TASK INSTRUCTIONS →
A - Translate this sentence from the article below on local IT firms and the cloud into Spanish: "Vista Solutions enables customers to connect to a computer desktop from a number of devices, including iPads and other tablets."
B - Decide whether each statement agrees with the article below on local IT firms and the cloud. Answer yes or no for each, and quote the deciding words of the article. (i) Vista Solutions is based in Fort Collins. (ii) Vomaske describes the personal computer as technology about ten years old. (iii) Vista Solutions' customers include Fortune 500 companies in the banking industry.
C - Answer these questions from the article below on local IT firms and the cloud:
(i) What position does Bob Vomaske hold?
(ii) How does Vomaske describe the cloud?
(iii) Within what span of months does Vomaske say a business will be unhappy with a personal computer?

EXTRACTED TEXT →

■ ■ ■ ■ ■ ■ ■

Local IT firms take clients into the cloud
FORT COLLINS – Bob Vomaske, CEO of Vista Solutions Corp., has some tough-love advice for clients and computer users set in their ways: It’s time to give up – and get over – the personal computer.
“No other item will a business spend that much money on and know they will be unhappy with it between 36 and 48 months down the road,” Vomaske said. “It’s had a pretty good ride, but it is technology that is fundamentally 20 years old.”
Based in Fort Collins, Vista Solutions is encouraging customers, including Fortune 500 companies in the aerospace and health-care industries, to think outside the box, beyond the desktop hard drive, and toward “the cloud,” the Web-based alternative to using hard-drive storage and servers. Or, as Vomaske calls it, “the Internet with a different paint job.”
Vista Solutions enables customers to connect to a computer desktop from a number of devices, including iPads and other tablets. And while many individual and corporate users still need to be goaded into relinquishing the physical security of having their hard drive sitting right next to their workspace and their servers in their offices, the cost and data benefits that come with online and virtual management increasingly outweigh the conventional way of computing.

■ ■ ■ ■ ■ ■ ■

DATA RECORDS →
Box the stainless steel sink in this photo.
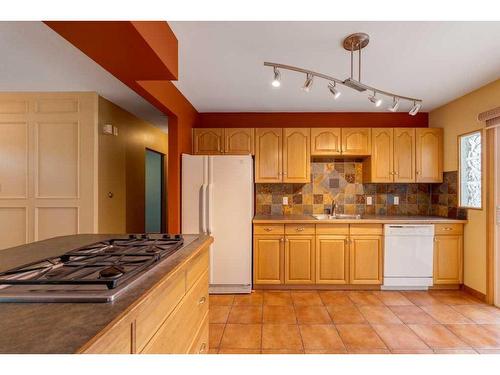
[313,214,361,220]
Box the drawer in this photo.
[434,224,464,235]
[285,224,316,234]
[349,224,384,236]
[253,224,285,234]
[142,272,208,354]
[316,224,349,235]
[136,270,186,351]
[186,247,209,290]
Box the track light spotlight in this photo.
[387,97,399,112]
[368,91,382,107]
[328,82,340,99]
[302,73,314,92]
[271,67,281,87]
[408,102,422,116]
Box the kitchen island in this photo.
[0,234,213,353]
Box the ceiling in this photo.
[0,22,167,131]
[169,22,500,112]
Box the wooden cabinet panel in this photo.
[311,128,341,156]
[434,235,463,284]
[224,128,255,155]
[316,235,349,284]
[393,128,415,183]
[193,128,224,155]
[341,128,372,156]
[415,128,443,182]
[349,236,383,284]
[285,236,316,284]
[253,235,284,284]
[255,128,283,183]
[283,128,311,183]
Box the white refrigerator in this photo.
[181,154,254,293]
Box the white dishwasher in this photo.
[382,224,434,289]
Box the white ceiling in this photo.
[0,22,167,131]
[169,22,500,112]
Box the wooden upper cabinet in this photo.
[311,128,341,156]
[224,128,255,155]
[415,128,443,183]
[283,128,311,183]
[341,128,372,156]
[393,128,415,183]
[255,128,283,183]
[193,128,224,155]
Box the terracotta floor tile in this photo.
[390,306,437,324]
[422,305,472,324]
[264,291,293,305]
[208,294,234,306]
[372,324,430,350]
[401,291,441,306]
[234,291,264,305]
[326,305,366,324]
[227,305,262,323]
[295,306,332,324]
[299,324,345,350]
[447,324,500,349]
[220,324,262,349]
[262,306,297,324]
[335,324,387,351]
[408,324,470,349]
[208,306,231,323]
[452,305,500,324]
[359,305,403,324]
[319,290,353,306]
[291,291,323,306]
[349,291,384,306]
[373,291,413,306]
[208,324,225,349]
[262,324,303,350]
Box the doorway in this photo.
[144,149,165,233]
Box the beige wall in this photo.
[98,97,168,233]
[429,80,500,293]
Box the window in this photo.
[458,130,482,208]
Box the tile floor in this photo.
[210,291,500,354]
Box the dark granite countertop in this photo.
[0,234,212,353]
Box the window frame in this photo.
[457,128,485,211]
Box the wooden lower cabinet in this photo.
[285,235,316,284]
[316,235,349,285]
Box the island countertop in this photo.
[253,215,467,224]
[0,234,213,354]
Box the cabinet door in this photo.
[253,235,284,284]
[341,128,372,156]
[415,128,443,182]
[285,236,316,284]
[434,235,463,284]
[283,128,311,183]
[393,128,415,182]
[316,235,349,284]
[311,128,340,155]
[349,236,383,284]
[370,129,394,183]
[255,128,283,182]
[193,129,224,155]
[224,128,255,155]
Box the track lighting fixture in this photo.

■ ■ ■ ■ ■ ■ ■

EXPECTED OUTPUTS →
A - Vista Solutions permite a los clientes conectarse a un escritorio de computadora desde diversos dispositivos, incluidos iPads y otras tabletas.

B -
(i) Yes: "Based in Fort Collins, Vista Solutions"
(ii) No: "it is technology that is fundamentally 20 years old"
(iii) No: "including Fortune 500 companies in the aerospace and health-care industries"

C -
(i) He is CEO of Vista Solutions Corp.
(ii) He calls it "the Internet with a different paint job."
(iii) Between 36 and 48 months.